◆ DATASET CONTENT ◆
------------------------
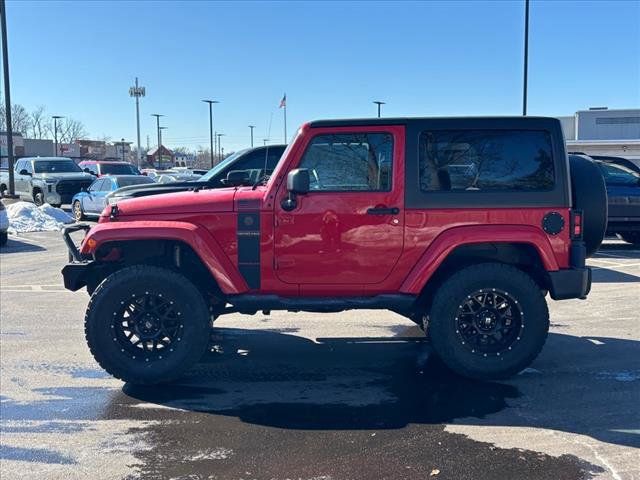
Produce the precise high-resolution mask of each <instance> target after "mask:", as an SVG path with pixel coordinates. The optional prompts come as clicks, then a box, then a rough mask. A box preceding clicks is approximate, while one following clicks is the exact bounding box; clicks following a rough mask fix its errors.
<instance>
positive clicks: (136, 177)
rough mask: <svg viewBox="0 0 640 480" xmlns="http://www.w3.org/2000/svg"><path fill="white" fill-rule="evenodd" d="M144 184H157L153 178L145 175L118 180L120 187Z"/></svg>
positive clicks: (127, 186) (118, 183)
mask: <svg viewBox="0 0 640 480" xmlns="http://www.w3.org/2000/svg"><path fill="white" fill-rule="evenodd" d="M143 183H156V182H154V181H153V178H149V177H145V176H144V175H139V176H137V177H128V178H119V179H118V186H119V187H128V186H130V185H140V184H143Z"/></svg>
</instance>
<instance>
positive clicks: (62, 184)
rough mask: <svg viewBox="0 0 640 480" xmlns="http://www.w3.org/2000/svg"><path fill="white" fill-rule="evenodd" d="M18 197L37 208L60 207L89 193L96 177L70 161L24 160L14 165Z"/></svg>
mask: <svg viewBox="0 0 640 480" xmlns="http://www.w3.org/2000/svg"><path fill="white" fill-rule="evenodd" d="M14 178H15V189H16V195H18V196H19V197H20V198H21V199H22V200H27V201H30V202H34V203H35V204H36V205H42V204H44V203H50V204H51V205H54V206H57V207H59V206H60V205H62V204H63V203H71V198H72V197H73V196H74V195H75V194H76V193H78V192H80V191H81V190H82V189H83V188H84V189H87V188H88V187H89V185H91V183H92V182H93V180H94V179H95V177H94V176H93V175H91V174H89V173H85V172H83V171H82V169H81V168H80V167H79V166H78V165H77V164H76V162H74V161H73V160H72V159H70V158H67V157H31V158H21V159H19V160H18V161H17V162H16V165H15V176H14Z"/></svg>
------------------------
◆ EXERCISE GOAL ◆
Copy out, from the listing above, every line that contains the string "instance".

◆ WRITTEN REPLY ◆
Produce the precise high-resolution mask of each <instance> target after "mask:", as an SVG path with pixel coordinates. The optional prompts come as clicks, then a box, then a rough mask. A box preceding clicks is approximate, while one following clicks is the exact bounding box; clicks following a rough mask fix its errors.
<instance>
</instance>
<instance>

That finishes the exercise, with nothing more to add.